__Given passage__:
Hangar 9 Meridian 10cc ARF Review

Review by Adrian Apodaca, RealRCReviews Owner

Equipment Used:

- Evolution 10cc Engine

- 2x LIFE 2s batteries (2100 and  1900mah)

- Futaba 14SG & R7008SB rx

- 7x JR 821 servos

- Fourtitude 8oz tank

- 12x6 prop

 

Pros:

- Beautiful looking plane

- Good price for it’s size

- Flies very nicely

- Capable of very slow flight

- Big presence in the sky

- Fun to fly

 

Cons:

- Low quality hardware

- No template included or precut cowl

- Nose wheel pant does not hold well

- Heavy plane for the small 10cc engine

- Fitment of wings is not flush to fuse

 

Intro: (Updates in red)

So last year, after a long winter, I finally got my planes fired up to start and enjoy the new flying season.  I had practiced with a few of my smaller planes over the winter, but I was so happy when the weather warmed up and the field dried out.

__Things to do__:
a – Answer these from the Meridian review:
(i) What size propeller is in the equipment list?
(ii) How many JR 821 servos were used?
(iii) Which item in the cons list is about the nose wheel?
b – Pick up the Meridian review after its last sentence and keep writing it in the same voice.
The rows that follow come from a different source than the review.

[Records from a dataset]
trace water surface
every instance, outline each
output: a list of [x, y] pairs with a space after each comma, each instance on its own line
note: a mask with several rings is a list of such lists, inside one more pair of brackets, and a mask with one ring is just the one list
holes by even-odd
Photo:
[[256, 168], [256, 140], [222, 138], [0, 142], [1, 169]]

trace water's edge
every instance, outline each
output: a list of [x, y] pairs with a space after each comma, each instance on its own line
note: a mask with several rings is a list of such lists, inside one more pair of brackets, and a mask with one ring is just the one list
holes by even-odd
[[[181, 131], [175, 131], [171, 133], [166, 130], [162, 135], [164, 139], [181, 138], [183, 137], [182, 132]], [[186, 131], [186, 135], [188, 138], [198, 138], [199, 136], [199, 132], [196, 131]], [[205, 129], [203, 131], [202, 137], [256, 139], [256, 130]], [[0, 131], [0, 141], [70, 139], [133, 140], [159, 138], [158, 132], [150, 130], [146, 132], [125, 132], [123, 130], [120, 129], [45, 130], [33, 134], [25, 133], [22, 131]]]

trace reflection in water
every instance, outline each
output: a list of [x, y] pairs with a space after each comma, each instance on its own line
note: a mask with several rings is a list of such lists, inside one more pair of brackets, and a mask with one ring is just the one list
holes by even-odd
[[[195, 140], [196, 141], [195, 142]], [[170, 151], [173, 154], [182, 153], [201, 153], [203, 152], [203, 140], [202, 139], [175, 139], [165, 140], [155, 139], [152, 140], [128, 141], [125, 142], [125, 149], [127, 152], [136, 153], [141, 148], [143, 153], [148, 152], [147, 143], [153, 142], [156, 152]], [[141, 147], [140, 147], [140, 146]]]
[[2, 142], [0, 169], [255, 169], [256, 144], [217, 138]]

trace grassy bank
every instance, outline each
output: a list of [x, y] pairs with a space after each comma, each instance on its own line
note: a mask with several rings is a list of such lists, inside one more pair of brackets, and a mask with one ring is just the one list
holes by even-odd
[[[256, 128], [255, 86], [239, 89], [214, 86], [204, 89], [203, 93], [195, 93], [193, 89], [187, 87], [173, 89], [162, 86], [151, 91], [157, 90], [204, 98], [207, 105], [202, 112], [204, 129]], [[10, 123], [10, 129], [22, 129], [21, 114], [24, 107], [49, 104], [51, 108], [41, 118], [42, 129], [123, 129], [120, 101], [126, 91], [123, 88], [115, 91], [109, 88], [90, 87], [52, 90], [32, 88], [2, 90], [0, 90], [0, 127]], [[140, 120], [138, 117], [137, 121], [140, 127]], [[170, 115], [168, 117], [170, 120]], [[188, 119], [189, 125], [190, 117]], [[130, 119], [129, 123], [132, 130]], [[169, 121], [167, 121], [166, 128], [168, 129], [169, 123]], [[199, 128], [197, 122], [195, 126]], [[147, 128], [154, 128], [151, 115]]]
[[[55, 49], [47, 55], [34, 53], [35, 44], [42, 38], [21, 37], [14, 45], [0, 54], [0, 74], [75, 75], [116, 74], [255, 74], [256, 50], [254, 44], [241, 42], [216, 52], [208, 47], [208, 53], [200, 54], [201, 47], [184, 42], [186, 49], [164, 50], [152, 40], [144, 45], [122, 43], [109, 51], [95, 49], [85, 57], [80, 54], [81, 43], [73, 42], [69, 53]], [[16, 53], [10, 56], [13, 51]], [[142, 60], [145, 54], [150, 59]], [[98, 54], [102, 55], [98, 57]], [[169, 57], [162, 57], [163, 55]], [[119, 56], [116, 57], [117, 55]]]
--
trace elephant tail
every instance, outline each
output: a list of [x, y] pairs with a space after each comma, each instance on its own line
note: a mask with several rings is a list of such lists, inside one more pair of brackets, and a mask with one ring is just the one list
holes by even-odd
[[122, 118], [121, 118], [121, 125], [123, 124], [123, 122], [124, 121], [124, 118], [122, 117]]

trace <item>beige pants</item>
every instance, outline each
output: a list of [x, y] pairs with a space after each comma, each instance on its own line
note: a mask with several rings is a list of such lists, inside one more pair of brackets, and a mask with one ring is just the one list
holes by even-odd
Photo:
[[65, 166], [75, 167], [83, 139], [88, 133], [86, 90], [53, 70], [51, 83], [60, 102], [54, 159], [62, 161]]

__Replies__:
a –
(i) 12x6
(ii) Seven
(iii) "Nose wheel pant does not hold well"

b –
Unfortunately, on my first day of flying, I misjudged where my plane was and slammed my favorite Saratoga with my Evolution 10cc engine into a tree.  I was devastated, so I salvaged what I could and went to my local hobby shop and picked up the Hangar 9 Meridian.  I hoped to build it and have it ready within a week or so.

 

Build:

Upon opening the box, I saw that EVERYTHING needed a good ironing and my pilot figure had come unglued.  It took quite a while to iron and reglue my pilot but I proceeded.  After hinging all of the control surfaces, I went onto the next steps of placing the horizontal stabilizer.  As usual, you need to put the wings on to measure the distance from wing tip to tip of the stabilizer.  When I fit the wings on however, I noticed the wings did not sit flush to the fuselage.  One was relatively close, but the other side was almost a .25” away on part of it.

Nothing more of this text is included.